─── PAGE TEXT ───
Excerpt – In a study published in the journal Psychiatry Research in 2019, researchers divided 124 participants with ADHD into two groups. One group received 12 weekly sessions of cognitive behavioral therapy (CBT) alone, while the other received CBT paired with medication. CBT focuses on breaking down long-term goals into workable steps and also on self-motivation, stress management and thinking more adaptively. The study found that the CBT-only group experienced the same significant improvement in ADHD symptom as the group that had also received medication.
“Pills don’t teach skills,” said Dr. J. Russell Ramsay, a professor and co-director of the University of Pennsylvania’s Adult ADHD Treatment and Research program. Behavioral treatments focus on “reverse engineering procrastination,” helping patients take a closer look at how and why they have trouble completing important tasks. Common problems include not having a clear and practical plan, struggling with uncomfortable thoughts like “This will take forever,” and negative emotions like anxiety and boredom.
People with ADHD may even catch themselves believing overly optimistic thoughts like “I’m good at doing things at the last minute” or “I thrive under pressure,” observes Dr. John Mitchell, a clinical psychologist at the Duke University ADHD Program. Once you’re attuned to the subtle details that derail you, it’s easier to generate specific ways to pivot at each juncture, including more constructive thinking, such as “I don’t have to be in the mood to get going.” Brief mindfulness practices, such as routinely focusing on your breath for five minutes, can also help you more readily observe your distracting thoughts and behaviors so you can refocus, Dr. Mitchell says.
───
§ WORK ORDER 1:
Decide whether each statement below agrees with the ADHD excerpt. Answer yes or no for each, quoting the words of the text that settle it.
(a) The study divided 124 participants with ADHD into two groups.
(b) The group that also received medication improved more than the CBT-only group.
(c) Dr. Mitchell describes focusing on your breath for ten minutes.
§ WORK ORDER 2: Duplicate the passage of the ADHD excerpt starting at "Excerpt – In" and ending at "also received medication.".
§ WORK ORDER 3: According to the ADHD excerpt, what do behavioral treatments focus on?
─── RECORDS ───
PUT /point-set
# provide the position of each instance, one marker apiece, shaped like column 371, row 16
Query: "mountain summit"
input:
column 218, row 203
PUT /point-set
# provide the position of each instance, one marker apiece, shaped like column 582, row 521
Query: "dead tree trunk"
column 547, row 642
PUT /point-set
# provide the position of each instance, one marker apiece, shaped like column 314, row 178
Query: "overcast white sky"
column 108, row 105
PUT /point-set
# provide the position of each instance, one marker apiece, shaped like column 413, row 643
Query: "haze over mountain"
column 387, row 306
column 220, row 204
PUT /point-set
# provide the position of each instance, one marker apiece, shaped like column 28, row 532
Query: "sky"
───
§ RESPONSE BOX 1:
(a) Yes: "researchers divided 124 participants with ADHD into two groups"
(b) No: "the CBT-only group experienced the same significant improvement in ADHD symptom as the group that had also received medication"
(c) No: "routinely focusing on your breath for five minutes"

§ RESPONSE BOX 2:
Excerpt – In a study published in the journal Psychiatry Research in 2019, researchers divided 124 participants with ADHD into two groups. One group received 12 weekly sessions of cognitive behavioral therapy (CBT) alone, while the other received CBT paired with medication. CBT focuses on breaking down long-term goals into workable steps and also on self-motivation, stress management and thinking more adaptively. The study found that the CBT-only group experienced the same significant improvement in ADHD symptom as the group that had also received medication.

§ RESPONSE BOX 3: They focus on "reverse engineering procrastination," helping patients take a closer look at how and why they have trouble completing important tasks.